**Görev Tanımı**
Gammaz Yürek hakkındaki metinde "isimsiz" sözcüğünü "adsız" ile değiştir. Metnin "Gammaz Yürek, Edgar" ifadesinden başlayıp "bakış açısından anlatılır." ifadesine kadar (o da dahil) olan bölümünü bu değişiklikle yeniden yaz.

**Verilen Metin**
━━━━━━━━

Gammaz Yürek, Edgar Allan Poe Hikayesinin Özeti, Karakterler, Analiz

0
Advertisement

Edgar Allan Poe’nun Gammaz Yürek isimli hikayesinin konusu nedir? Gammaz Yürek kitap özeti, karakterleri, analizi, hakkında bilgi.

Gammaz Yürek

Gammaz Yürek

“Gammaz Yürek” Edgar Allan Poe tarafından yazılmış ve ilk kez 1843 yılında yayımlanmış kısa bir öyküdür. Öykü, bir yandan işlediği cinayeti anlatırken bir yandan da okuyucuyu akıl sağlığının yerinde olduğuna ikna etmeye çalışan isimsiz bir anlatıcının bakış açısından anlatılır.

Hikâyenin ana teması suçluluk duygusu ve bunun katil üzerindeki psikolojik etkileridir. Anlatıcı, kendi suçluluğu ve döşeme tahtalarının altında attığını duyduğuna inandığı kurbanın kalbinin sesi tarafından deliliğe sürüklenir. Öykü aynı zamanda insanlık durumu ve hepimizin içinde yatan karanlık temasını da irdelemektedir.

Poe’nun sembolizm ve imgelem kullanımı da öyküde, özellikle de anlatıcının suçluluğunun bir sembolü olarak atan kalbin tasvirinde ve yaşlı adamın akbabaya benzetilen gözünün tasvirinde öne çıkmaktadır.

━━━━━━━━

**Sağlanan Malzeme**
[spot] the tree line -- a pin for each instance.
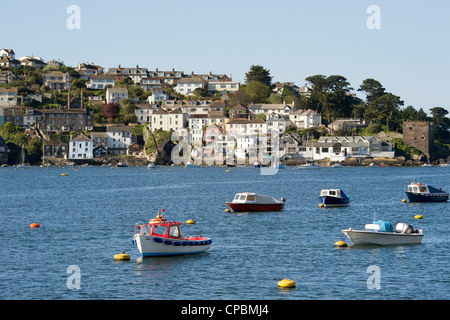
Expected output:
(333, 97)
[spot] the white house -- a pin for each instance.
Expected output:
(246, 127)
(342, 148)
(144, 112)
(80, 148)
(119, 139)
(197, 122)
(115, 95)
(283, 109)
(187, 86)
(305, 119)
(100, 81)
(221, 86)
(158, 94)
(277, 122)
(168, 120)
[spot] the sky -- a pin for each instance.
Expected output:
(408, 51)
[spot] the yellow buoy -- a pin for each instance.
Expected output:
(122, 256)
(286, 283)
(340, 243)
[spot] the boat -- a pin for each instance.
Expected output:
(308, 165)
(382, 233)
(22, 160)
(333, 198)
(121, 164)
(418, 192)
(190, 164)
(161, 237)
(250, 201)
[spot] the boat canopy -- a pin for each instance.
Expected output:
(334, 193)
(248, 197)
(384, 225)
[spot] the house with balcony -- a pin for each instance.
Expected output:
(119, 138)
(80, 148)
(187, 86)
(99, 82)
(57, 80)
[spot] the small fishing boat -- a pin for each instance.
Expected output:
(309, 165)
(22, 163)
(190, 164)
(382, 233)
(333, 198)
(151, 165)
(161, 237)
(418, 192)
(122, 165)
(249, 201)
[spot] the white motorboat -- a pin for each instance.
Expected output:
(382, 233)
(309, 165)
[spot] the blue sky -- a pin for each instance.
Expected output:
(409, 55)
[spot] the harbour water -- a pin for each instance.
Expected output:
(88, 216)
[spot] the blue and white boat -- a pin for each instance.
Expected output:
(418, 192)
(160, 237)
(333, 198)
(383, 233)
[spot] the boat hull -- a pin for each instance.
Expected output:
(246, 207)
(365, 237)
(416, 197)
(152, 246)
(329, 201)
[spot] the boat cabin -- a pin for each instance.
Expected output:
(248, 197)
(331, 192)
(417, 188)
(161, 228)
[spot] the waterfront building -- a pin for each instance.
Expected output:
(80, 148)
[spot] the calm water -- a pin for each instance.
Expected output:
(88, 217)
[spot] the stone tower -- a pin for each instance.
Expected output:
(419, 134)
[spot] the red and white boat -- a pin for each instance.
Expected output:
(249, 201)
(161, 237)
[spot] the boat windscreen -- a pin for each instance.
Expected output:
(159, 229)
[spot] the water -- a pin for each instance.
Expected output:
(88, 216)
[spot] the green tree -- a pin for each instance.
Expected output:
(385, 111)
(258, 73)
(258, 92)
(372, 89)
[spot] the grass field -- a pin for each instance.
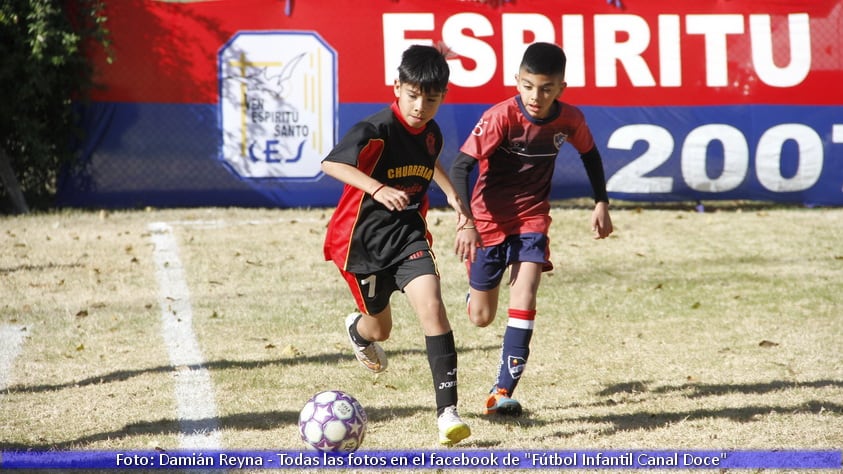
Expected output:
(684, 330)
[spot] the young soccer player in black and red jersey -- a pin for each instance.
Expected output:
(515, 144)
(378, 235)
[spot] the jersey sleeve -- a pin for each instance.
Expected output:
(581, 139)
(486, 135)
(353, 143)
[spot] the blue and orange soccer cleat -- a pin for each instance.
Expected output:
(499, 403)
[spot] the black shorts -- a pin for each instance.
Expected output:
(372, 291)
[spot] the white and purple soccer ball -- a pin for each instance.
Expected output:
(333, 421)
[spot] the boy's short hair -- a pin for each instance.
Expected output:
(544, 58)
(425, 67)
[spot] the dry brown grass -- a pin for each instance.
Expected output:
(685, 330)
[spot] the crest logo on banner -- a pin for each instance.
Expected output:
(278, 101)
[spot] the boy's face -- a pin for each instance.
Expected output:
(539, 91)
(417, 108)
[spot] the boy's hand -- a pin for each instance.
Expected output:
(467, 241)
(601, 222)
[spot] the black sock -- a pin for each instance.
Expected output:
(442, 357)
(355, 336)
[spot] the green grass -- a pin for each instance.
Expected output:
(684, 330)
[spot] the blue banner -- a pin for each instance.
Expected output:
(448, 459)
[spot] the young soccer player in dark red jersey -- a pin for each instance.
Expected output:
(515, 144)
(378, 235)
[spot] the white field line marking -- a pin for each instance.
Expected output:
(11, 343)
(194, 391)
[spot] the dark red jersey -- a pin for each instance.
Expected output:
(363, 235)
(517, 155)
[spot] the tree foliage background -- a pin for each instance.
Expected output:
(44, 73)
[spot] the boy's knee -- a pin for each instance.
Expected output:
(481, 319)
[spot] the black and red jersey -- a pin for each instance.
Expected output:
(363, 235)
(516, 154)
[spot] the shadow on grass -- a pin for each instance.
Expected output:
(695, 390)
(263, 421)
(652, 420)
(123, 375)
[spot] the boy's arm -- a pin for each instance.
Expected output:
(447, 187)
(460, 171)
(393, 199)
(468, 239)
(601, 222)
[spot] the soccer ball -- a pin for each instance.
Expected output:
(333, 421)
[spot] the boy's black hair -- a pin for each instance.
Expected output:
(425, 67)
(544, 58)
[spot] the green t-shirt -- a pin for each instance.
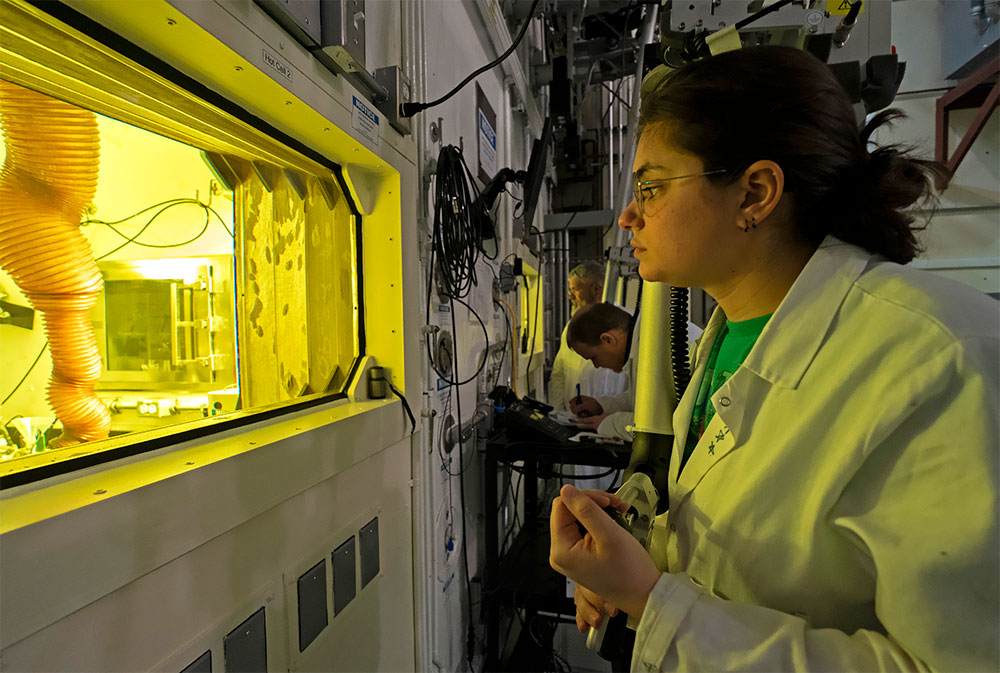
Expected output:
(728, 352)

━━━━━━━━

**Tamamlanmış Görev**
Gammaz Yürek, Edgar Allan Poe Hikayesinin Özeti, Karakterler, Analiz

0
Advertisement

Edgar Allan Poe’nun Gammaz Yürek isimli hikayesinin konusu nedir? Gammaz Yürek kitap özeti, karakterleri, analizi, hakkında bilgi.

Gammaz Yürek

Gammaz Yürek

“Gammaz Yürek” Edgar Allan Poe tarafından yazılmış ve ilk kez 1843 yılında yayımlanmış kısa bir öyküdür. Öykü, bir yandan işlediği cinayeti anlatırken bir yandan da okuyucuyu akıl sağlığının yerinde olduğuna ikna etmeye çalışan adsız bir anlatıcının bakış açısından anlatılır.